> _Text provided_

Bishops welcome ‘Summary of the Findings of the Apostolic Visitation in Ireland’
Press Conference – 20.3.2012 – part 1 (audio file)
Press Conference – 20.3.2012 – part 2 (audio file)
Press Conference – 20.3.2012 – part 3 (audio file)
Press Conference – 20.3.2012 – part 4 (audio file)
Press Conference – 20.3.2012 – part 5 (audio file)
Bishops welcome Summary of the Findings of the Apostolic Visitation in Ireland
On 19 March 2010, following a meeting in the Vatican with the bishops of Ireland, His Holiness Pope Benedict XVI issued a Pastoral Letter to the Catholics in Ireland. The Pastoral Letter expressed his deep sorrow and regret regarding abuse perpetrated by priests and religious on victims “You have suffered grievously and I am truly sorry” and addressed how such cases had been responded to in the past. The Pastoral Letter also announced a number of “concrete initiatives” including an Apostolic Visitation of certain dioceses in Ireland, as well as seminaries and religious congregations. The Apostolic Visitation was “intended to assist the local Church in her path of renewal.”

> _Your tasks_
**1.** Duplicate the portion of the Apostolic Visitation statement starting with "Bishops welcome ‘Summary" and going on through "3 (audio file)".
**2.** Decide whether each statement agrees with the Apostolic Visitation statement, answering yes or no and quoting the words from the statement that settle it: (a) The Pastoral Letter was issued on 19 March 2010. (b) The Apostolic Visitation covered every diocese in Ireland. (c) The Pastoral Letter was addressed only to the bishops of Ireland.
**3.** Write the next part of the Apostolic Visitation statement, picking up after its final sentence.
This data was drawn from a separate source.

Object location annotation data

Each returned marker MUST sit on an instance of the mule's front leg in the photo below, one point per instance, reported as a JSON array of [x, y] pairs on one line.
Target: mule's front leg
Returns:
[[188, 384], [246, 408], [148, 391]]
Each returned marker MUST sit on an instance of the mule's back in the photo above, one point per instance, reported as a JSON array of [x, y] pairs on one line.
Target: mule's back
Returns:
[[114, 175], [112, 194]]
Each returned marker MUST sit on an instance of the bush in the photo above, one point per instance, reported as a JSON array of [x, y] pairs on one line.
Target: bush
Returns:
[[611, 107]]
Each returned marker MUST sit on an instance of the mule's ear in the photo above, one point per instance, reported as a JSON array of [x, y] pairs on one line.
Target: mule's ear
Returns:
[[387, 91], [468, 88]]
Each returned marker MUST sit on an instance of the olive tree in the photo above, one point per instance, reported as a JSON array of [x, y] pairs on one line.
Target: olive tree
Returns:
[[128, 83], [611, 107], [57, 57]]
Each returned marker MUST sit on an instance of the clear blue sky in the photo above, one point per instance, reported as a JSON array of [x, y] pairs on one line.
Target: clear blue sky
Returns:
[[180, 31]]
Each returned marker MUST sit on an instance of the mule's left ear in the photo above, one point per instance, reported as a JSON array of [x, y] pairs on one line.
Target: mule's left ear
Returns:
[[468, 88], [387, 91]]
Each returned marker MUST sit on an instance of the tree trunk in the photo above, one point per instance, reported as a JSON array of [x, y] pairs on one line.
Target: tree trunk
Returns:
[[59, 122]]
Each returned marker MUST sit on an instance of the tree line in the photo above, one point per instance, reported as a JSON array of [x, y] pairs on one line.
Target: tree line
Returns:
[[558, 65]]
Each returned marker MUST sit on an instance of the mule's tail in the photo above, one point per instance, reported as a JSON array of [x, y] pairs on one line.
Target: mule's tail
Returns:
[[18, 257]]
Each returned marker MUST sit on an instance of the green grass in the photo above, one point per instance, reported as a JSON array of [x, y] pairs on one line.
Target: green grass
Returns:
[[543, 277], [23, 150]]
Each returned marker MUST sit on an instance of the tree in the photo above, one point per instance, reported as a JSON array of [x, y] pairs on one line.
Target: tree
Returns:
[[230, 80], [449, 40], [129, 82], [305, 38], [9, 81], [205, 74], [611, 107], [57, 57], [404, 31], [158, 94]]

> _Task-by-task outputs_
**1.**
Bishops welcome ‘Summary of the Findings of the Apostolic Visitation in Ireland’
Press Conference – 20.3.2012 – part 1 (audio file)
Press Conference – 20.3.2012 – part 2 (audio file)
Press Conference – 20.3.2012 – part 3 (audio file)

**2.**
(a) Yes: "On 19 March 2010, following a meeting in the Vatican with the bishops of Ireland, His Holiness Pope Benedict XVI issued a Pastoral Letter to the Catholics in Ireland."
(b) No: "an Apostolic Visitation of certain dioceses in Ireland"
(c) No: "issued a Pastoral Letter to the Catholics in Ireland"

**3.**
A press conference was held today in the Columba Centre, Saint Patrick’s College, Maynooth, to mark the publication of the Summary of the Findings of the Apostolic Visitation in Ireland. In attendance at the press conference were Cardinal Seán Brady, Primate of All Ireland and President of the Irish Bishops’ Conference; Archbishop Diarmuid Martin, Primate of Ireland and Vice-President of the Irish Bishops’ Conference; the Apostolic Nuncio to Ireland, His Excellency Archbishop Charles Brown; and, the Director General of the Conference of Religious of Ireland, Sister Marianne O’Connor. Please see below Cardinal Brady’s opening statement at the press conference:
Comments by Cardinal Brady:
On behalf of the Catholic community in Ireland I welcome the publication of the findings of the recent Apostolic Visitation. This visitation arose from the concrete initiatives proposed by His Holiness, Pope Benedict XVI in his Pastoral Letter to the Catholics of Ireland of March 2010. We thank Pope Benedict, and those who collaborated in carrying out the Visitation of the four archdioceses, the religious congregations and seminaries. We acknowledge with gratitude all those who contributed to this important and historic initiative by meeting the visitors and making submissions to them. Special priority was given to meetings with survivors of abuse who were assured of the particular closeness of the Holy Father to them in this process. The Visitators also met with a broad representation of the Catholic faithful.
Through this Visitation the Holy See offers assistance to bishops, clergy, religious and lay faithful as we seek to respond adequately to the situation caused by the tragic cases of child abuse perpetrated by some priests and religious. This report is also offered as a contribution to the on-going spiritual and moral renewal of the Church in Ireland. It is important to point out, however, that the purpose of the Visitation was, in the words of today’s report primarily “pastoral in nature; the Holy Father’s intention was that it should ‘assist the local Church on her path of renewal’.”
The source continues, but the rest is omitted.